____ TEXTE DE LECTURE
Le hic, c’est que le contexte n’est plus du tout le même. 
Le film d’Yves Robert est sorti à une époque très particulière, tant pour la société française que pour le cinéma hexagonal. Le cinéaste avait alors choisi de moderniser le roman de Pergaud (écrit en 1912) en le transposant dans la France rurale du début des années 1960. Il entendait ainsi célébrer la douceur d’une vie provinciale sur le point d’être mise à mal par l’exode des populations vers les grandes villes et de nombreux changements de société. Et d’autre part, avec cette comédie populaire, à la narration classique et à la mise en scène soignée, il s’opposait frontalement à la Nouvelle Vague, et aux rédacteurs des Cahiers du Cinéma, qui avaient pris le pouvoir et prônaient alors le bannissement de ce genre de films grand public “qualité France”. 
Sa démarche était totalement sincère et pleine de conviction. Et son film possédait une spontanéité et un charme fous. Ce n’est pas tout à fait le cas, hélas, de ces deux nouvelles versions qui s’appliquent tellement à reconstituer l’ambiance d’antan, avec la pointe de nostalgie qui convient, et s’attachent tellement à copier l’oeuvre d’Yves Robert qu’ils perdent toute originalité, toute fraîcheur, tout naturel…

guerre

Oui, le film de Yann Samuell et celui de Christophe Barratier sont des films trop “fabriqués” pour être honnêtes, et ne sont rien d’autre que de bien médiocres plagiats du film d’Yves Robert.
Comme lui – mais de façon plus appuyée -  ils capitalisent sur la beauté verdoyante des décors naturels où ont été tourné les films.
Comme lui – mais avec moins de finesse – ils jouent la carte d’une campagne bucolique derrière un abord assez rude.
Comme lui – mais de façon bien plus intrusive et envahissante -  ils capitalisent sur la musique (de Philippe Rombi chez Barratier et de Klaus Badelt chez Samuell) et les chansons d’enfants.
________
____ DONNÉES FOURNIES
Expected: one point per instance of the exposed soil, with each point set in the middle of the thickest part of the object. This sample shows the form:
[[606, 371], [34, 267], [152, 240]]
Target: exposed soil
________
### EXERCICE COURT 1
Réécrivez sous forme de liste le paragraphe du texte de lecture qui commence par « Le film d’Yves Robert est sorti », en conservant ses faits principaux.
### EXERCICE COURT 2
Poursuivez le texte de lecture sur les nouvelles versions du film d’Yves Robert après sa dernière phrase.

### RÉPONSE ATTENDUE 1
- Le film d’Yves Robert est sorti à une époque très particulière pour la société française et pour le cinéma hexagonal.
- Le cinéaste a modernisé le roman de Pergaud, écrit en 1912, en le transposant dans la France rurale du début des années 1960.
- Il voulait célébrer la douceur d’une vie provinciale bientôt mise à mal par l’exode vers les grandes villes et par de nombreux changements de société.
- Avec cette comédie populaire, à la narration classique et à la mise en scène soignée, il s’opposait frontalement à la Nouvelle Vague et aux rédacteurs des Cahiers du Cinéma.
- Ces derniers avaient pris le pouvoir et prônaient le bannissement des films grand public « qualité France ».

### RÉPONSE ATTENDUE 2
Comme lui, ils axent le récit autour du personnage de Lebrac, le chef de bande qui entre dans l’âge adulte. Là, petite variante : chez Barratier, le gamin est grand, blond et balafré, et c’est un cancre en classe, chez Samuell, il est de corpulence moyenne, brun et doué pour les études – mais juste un peu trop rebelle pour s’en rendre compte…
Enfin, comme lui, ils misent sur le capital-sympathie de Petit Gibus, le benjamin de la bande, sa bouille malicieuse, ses yeux ronds et ses répliques à la conjugaison hasardeuse. Pas de “Si j’avais su, j’aurais pas venu”, la réplique-culte étant propre au film d’Yves Robert, dont les droits n’ont été cédés à aucun des deux camps, mais pleins de petites répliques du même acabit. Là encore, un peu trop pour être sincère…

Petit Gibus

Dans ce registre, on donnera l’avantage au film de Yann Samuell. Les répliques sont plus drôles, plus percutantes. On aime bien, par exemple, la réponse de l’écolier quand le maître lui demande la différence entre les hommes et les femmes : “Ben les hommes ont un cerveau et les femmes une cervelle…”.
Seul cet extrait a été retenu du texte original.